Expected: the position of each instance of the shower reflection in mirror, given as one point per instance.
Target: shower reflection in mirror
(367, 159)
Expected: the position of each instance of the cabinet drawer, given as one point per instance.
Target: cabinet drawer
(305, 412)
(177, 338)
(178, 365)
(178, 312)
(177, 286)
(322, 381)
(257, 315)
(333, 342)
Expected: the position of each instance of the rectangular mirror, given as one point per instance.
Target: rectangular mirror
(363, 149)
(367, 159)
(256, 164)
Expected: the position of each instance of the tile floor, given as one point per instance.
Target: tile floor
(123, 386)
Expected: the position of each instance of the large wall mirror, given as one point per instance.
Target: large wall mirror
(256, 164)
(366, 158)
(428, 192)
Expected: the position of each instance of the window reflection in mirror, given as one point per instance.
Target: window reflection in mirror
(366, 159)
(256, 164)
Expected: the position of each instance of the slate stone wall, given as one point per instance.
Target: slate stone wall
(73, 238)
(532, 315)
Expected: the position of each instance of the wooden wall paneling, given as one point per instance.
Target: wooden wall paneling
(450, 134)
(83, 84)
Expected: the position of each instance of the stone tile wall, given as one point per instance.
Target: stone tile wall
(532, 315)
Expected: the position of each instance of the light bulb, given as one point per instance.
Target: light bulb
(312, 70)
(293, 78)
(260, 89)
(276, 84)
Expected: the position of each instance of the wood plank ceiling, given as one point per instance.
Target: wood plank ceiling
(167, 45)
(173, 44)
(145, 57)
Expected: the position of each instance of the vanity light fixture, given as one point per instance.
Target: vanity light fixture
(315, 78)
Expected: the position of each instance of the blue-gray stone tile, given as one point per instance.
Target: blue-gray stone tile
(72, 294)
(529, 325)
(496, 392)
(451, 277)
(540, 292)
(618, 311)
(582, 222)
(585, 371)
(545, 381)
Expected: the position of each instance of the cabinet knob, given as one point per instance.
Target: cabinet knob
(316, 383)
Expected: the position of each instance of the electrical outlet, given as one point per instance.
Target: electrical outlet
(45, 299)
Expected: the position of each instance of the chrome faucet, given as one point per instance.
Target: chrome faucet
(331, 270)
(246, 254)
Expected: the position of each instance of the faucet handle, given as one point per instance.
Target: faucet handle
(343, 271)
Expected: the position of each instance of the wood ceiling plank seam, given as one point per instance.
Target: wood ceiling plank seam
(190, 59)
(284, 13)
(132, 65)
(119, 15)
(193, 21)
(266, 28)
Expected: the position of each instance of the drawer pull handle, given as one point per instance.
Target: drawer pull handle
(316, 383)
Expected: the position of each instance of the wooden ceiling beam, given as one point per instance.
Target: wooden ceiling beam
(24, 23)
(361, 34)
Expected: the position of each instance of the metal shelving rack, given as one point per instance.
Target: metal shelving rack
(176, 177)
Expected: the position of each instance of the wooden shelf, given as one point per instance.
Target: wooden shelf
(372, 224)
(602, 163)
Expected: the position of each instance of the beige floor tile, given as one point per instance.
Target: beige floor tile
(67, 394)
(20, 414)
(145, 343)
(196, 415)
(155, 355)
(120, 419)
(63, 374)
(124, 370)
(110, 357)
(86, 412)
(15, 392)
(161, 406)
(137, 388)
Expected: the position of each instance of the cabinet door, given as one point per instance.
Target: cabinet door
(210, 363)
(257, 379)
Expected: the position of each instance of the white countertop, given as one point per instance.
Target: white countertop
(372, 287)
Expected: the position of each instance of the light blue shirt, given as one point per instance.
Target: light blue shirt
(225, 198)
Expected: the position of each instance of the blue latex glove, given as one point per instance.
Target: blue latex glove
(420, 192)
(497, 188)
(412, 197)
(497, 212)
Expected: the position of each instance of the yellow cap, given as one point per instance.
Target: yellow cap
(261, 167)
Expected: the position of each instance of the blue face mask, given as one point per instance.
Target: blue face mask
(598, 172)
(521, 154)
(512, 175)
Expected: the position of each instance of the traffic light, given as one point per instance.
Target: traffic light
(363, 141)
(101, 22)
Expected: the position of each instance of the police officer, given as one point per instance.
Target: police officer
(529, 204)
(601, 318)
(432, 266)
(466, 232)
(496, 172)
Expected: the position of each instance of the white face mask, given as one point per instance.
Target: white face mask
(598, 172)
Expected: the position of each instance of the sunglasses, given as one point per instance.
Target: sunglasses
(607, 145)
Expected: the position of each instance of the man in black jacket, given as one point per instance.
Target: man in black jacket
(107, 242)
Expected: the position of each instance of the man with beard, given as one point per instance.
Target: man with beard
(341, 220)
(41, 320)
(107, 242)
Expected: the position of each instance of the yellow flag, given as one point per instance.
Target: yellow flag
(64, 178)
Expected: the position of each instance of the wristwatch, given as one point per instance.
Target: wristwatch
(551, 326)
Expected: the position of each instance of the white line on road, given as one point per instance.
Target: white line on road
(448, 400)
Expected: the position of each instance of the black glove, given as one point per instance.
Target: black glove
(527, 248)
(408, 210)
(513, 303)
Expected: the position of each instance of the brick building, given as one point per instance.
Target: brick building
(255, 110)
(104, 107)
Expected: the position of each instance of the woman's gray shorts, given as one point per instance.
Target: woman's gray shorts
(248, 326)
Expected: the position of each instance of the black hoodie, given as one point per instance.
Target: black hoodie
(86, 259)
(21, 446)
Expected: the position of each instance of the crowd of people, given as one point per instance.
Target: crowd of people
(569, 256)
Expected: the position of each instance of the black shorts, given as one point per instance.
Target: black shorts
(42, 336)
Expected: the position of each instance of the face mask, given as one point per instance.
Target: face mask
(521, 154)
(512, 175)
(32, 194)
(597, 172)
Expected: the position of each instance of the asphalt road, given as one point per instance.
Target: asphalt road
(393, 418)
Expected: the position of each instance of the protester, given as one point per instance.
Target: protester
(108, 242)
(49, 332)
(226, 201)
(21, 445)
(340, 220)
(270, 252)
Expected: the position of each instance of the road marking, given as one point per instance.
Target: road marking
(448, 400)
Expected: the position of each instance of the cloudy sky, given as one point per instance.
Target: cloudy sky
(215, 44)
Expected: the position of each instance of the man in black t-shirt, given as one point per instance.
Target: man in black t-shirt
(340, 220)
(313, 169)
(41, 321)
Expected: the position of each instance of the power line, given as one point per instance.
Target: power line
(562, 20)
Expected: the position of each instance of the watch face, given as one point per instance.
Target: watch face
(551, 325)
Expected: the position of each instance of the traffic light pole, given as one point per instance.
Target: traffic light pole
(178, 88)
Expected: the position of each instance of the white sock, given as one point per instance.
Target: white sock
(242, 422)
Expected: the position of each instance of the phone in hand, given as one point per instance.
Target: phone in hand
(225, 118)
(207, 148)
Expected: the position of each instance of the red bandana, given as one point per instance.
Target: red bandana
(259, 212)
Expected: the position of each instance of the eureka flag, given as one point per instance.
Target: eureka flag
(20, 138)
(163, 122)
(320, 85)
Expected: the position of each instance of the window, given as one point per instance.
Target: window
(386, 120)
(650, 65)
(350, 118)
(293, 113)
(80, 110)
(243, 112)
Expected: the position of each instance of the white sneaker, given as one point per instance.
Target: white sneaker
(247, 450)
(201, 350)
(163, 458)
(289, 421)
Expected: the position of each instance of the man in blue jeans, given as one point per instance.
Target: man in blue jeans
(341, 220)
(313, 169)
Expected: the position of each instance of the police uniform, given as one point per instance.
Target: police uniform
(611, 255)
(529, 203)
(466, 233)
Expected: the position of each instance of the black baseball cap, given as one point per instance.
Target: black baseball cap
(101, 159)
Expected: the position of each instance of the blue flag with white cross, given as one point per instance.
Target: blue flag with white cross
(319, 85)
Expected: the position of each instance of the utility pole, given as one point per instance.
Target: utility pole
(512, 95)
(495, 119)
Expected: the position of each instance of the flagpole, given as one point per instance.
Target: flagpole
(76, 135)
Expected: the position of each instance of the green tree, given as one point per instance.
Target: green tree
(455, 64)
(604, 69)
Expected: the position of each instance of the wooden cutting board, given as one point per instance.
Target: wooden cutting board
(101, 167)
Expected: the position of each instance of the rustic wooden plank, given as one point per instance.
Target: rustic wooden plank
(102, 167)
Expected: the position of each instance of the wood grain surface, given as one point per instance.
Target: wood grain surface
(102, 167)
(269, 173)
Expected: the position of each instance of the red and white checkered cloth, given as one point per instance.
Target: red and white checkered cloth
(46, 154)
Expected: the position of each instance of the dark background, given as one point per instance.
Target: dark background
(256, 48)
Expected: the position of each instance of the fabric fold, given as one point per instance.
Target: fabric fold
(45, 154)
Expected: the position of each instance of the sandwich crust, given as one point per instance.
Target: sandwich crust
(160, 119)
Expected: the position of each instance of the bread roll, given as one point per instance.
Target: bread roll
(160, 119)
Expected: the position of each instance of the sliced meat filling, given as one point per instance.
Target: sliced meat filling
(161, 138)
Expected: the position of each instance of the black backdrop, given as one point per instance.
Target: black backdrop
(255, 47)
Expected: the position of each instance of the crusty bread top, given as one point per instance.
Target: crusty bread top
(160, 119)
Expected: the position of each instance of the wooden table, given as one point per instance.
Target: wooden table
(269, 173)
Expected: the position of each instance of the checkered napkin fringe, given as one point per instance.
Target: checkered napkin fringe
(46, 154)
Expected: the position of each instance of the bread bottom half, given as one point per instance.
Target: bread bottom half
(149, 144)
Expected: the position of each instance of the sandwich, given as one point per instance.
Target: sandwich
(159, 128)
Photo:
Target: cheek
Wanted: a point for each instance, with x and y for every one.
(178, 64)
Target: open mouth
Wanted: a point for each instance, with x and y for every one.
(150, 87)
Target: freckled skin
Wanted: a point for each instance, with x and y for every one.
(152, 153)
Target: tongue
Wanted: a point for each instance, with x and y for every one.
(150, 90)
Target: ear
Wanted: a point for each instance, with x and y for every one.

Your instructions
There is a line with "Target: flagpole" and a line with "table, given as one point per instance." above. Copy exactly those two lines and all lines between them, with nothing else.

Exercise solution
Target: flagpole
(76, 135)
Expected: the position of each instance of the green tree, given as one point per instance.
Target: green tree
(455, 64)
(604, 69)
Expected: the position of each instance of the wooden cutting board, given as one point per instance.
Target: wooden cutting board
(101, 167)
Expected: the position of each instance of the rustic wooden plank, given as one point per instance.
Target: rustic wooden plank
(102, 167)
Expected: the position of each instance of the wood grain surface, given as one point per instance.
Target: wood grain surface
(102, 167)
(269, 173)
Expected: the position of each instance of the red and white checkered cloth, given as one point per instance.
Target: red and white checkered cloth
(46, 154)
Expected: the position of each instance of the dark background, given as one point per instance.
Target: dark background
(256, 48)
Expected: the position of each instance of the fabric fold, given as one point per instance.
Target: fabric fold
(45, 154)
Expected: the position of each instance of the sandwich crust, given as one point per instance.
Target: sandwich crust
(160, 119)
Expected: the position of each instance of the bread roll, given as one point per instance.
Target: bread roll
(160, 119)
Expected: the position of each instance of the sliced meat filling, given as one point per instance.
Target: sliced meat filling
(161, 138)
Expected: the position of each instance of the black backdrop, given as one point per instance.
Target: black backdrop
(255, 47)
Expected: the position of each instance of the crusty bread top, given as one point per instance.
Target: crusty bread top
(160, 119)
Expected: the position of each instance of the wooden table, given as one point per instance.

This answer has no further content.